++++ Recorded information ++++

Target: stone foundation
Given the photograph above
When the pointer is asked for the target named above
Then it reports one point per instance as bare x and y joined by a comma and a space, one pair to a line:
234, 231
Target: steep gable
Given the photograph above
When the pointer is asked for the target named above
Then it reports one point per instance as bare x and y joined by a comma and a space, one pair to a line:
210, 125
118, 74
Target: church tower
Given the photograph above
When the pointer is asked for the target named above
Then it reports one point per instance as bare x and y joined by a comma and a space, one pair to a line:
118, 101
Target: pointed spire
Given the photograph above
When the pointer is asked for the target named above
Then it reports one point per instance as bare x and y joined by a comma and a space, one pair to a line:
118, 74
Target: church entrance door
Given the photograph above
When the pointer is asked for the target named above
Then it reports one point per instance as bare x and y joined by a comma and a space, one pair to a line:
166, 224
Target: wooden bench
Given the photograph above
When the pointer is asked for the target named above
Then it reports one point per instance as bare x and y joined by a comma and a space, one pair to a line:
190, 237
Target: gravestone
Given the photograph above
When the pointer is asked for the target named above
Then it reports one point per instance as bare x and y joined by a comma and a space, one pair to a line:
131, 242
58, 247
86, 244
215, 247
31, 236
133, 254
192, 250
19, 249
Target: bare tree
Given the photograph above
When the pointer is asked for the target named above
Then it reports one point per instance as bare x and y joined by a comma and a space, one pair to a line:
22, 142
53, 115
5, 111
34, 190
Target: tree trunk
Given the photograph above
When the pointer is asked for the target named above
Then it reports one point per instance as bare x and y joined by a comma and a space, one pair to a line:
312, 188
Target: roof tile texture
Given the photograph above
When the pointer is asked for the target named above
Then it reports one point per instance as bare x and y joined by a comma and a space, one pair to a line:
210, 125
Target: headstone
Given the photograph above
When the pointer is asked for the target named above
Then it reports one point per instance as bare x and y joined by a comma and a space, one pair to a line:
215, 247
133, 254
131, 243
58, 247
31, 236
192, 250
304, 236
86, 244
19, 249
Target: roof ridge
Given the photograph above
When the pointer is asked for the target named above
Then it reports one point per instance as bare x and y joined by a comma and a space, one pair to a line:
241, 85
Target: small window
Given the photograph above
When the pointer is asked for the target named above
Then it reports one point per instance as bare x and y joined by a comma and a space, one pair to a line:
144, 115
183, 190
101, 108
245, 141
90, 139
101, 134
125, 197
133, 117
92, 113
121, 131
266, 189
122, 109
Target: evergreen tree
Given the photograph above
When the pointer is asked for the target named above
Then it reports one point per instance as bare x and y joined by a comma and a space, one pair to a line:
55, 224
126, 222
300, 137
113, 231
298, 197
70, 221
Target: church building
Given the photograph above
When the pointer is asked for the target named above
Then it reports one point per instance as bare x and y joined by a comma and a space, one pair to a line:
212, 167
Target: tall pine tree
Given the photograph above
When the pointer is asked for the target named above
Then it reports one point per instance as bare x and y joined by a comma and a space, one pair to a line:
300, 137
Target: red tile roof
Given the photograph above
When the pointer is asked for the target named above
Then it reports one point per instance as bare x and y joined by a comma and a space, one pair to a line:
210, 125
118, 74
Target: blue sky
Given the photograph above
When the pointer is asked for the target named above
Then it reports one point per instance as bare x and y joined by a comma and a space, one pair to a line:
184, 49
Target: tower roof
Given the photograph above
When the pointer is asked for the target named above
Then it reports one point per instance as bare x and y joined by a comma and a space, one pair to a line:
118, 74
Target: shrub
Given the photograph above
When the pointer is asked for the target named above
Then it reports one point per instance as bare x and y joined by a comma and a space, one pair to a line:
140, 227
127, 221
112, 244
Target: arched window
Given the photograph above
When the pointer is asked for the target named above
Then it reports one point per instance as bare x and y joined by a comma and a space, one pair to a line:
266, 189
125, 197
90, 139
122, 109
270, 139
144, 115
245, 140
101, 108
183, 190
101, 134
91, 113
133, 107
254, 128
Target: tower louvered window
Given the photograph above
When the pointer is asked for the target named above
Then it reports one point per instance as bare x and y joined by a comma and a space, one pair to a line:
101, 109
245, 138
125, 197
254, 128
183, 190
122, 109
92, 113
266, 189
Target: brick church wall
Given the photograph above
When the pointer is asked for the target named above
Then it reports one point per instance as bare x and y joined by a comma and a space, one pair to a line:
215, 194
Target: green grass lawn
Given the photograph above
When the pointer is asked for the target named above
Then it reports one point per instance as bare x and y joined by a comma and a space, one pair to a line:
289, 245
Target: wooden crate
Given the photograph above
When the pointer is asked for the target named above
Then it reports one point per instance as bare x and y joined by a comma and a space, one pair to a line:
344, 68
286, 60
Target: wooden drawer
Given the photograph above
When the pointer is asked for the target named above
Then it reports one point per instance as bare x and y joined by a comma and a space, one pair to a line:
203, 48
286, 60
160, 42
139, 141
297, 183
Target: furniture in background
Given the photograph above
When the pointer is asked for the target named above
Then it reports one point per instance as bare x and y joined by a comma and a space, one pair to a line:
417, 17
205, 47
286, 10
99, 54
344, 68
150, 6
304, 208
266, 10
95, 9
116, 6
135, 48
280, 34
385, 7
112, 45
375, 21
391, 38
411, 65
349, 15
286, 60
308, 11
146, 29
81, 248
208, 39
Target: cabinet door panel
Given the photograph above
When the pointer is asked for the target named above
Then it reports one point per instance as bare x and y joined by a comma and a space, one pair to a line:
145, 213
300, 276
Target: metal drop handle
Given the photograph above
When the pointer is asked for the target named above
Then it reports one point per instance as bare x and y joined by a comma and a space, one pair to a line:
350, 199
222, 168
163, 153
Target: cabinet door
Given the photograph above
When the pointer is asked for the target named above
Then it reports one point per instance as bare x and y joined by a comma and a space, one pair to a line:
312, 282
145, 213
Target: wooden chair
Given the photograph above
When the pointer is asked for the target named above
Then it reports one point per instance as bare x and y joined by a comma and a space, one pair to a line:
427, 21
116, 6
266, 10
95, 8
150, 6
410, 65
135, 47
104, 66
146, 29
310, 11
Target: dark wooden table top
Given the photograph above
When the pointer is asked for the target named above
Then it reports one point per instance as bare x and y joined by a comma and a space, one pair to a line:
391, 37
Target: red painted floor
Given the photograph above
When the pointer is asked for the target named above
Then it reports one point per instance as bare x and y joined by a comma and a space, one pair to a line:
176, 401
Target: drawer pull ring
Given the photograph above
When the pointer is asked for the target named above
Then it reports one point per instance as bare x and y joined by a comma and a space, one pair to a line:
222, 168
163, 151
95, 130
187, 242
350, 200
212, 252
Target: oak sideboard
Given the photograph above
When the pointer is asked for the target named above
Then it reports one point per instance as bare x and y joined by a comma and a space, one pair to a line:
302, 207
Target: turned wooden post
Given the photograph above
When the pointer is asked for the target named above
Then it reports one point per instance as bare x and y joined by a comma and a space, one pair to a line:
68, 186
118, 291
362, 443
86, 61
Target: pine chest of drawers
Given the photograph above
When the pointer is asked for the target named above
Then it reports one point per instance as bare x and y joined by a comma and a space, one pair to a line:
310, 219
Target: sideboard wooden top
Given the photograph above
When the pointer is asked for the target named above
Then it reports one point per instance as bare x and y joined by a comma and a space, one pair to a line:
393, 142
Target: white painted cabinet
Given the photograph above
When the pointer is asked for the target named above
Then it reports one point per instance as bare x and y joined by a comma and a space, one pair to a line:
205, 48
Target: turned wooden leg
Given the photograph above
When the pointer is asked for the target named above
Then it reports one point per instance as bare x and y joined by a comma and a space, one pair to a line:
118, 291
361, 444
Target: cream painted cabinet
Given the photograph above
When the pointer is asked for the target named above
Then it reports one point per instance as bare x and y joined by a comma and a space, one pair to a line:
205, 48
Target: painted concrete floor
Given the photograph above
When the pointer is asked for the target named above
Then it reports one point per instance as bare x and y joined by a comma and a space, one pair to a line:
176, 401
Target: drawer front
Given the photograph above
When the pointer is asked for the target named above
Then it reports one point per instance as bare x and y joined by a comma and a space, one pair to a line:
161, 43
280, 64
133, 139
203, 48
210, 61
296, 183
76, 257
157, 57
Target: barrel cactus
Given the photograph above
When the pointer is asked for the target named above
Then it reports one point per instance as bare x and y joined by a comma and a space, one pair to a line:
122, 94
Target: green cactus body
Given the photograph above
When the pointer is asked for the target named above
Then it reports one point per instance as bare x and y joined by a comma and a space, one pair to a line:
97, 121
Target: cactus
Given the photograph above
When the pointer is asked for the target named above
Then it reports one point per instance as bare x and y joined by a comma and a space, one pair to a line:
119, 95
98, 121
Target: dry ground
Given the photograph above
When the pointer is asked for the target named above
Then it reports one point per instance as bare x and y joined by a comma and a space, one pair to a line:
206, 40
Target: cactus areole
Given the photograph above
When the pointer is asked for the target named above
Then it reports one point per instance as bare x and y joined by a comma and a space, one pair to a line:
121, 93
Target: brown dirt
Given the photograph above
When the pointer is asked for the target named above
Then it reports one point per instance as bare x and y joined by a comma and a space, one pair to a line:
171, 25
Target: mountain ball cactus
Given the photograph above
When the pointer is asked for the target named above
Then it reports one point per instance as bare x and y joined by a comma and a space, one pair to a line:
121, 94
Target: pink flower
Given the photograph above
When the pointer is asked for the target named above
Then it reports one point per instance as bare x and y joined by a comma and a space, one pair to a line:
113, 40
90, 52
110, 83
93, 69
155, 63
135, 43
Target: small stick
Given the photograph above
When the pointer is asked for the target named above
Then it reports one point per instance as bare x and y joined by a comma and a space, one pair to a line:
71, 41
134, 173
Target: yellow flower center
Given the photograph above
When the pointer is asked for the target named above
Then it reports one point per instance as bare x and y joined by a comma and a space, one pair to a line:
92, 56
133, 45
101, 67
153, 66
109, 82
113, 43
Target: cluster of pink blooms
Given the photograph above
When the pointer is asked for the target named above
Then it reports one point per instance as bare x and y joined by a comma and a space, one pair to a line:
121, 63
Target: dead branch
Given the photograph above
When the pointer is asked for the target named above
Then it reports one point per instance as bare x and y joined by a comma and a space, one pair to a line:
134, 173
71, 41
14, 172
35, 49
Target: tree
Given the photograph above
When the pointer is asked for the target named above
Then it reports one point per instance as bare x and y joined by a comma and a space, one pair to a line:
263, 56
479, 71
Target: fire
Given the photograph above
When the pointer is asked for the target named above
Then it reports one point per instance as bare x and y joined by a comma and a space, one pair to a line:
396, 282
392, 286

++++

Would you quote, exactly and only, the lines from the one containing "Target: fire" to the end of the entries?

» Answer to the problem:
Target: fire
Given the photograph above
When the pointer is asked for the target named above
Then it reports one point per instance as bare x and y joined by a comma and a space, one pair to a line:
396, 282
392, 286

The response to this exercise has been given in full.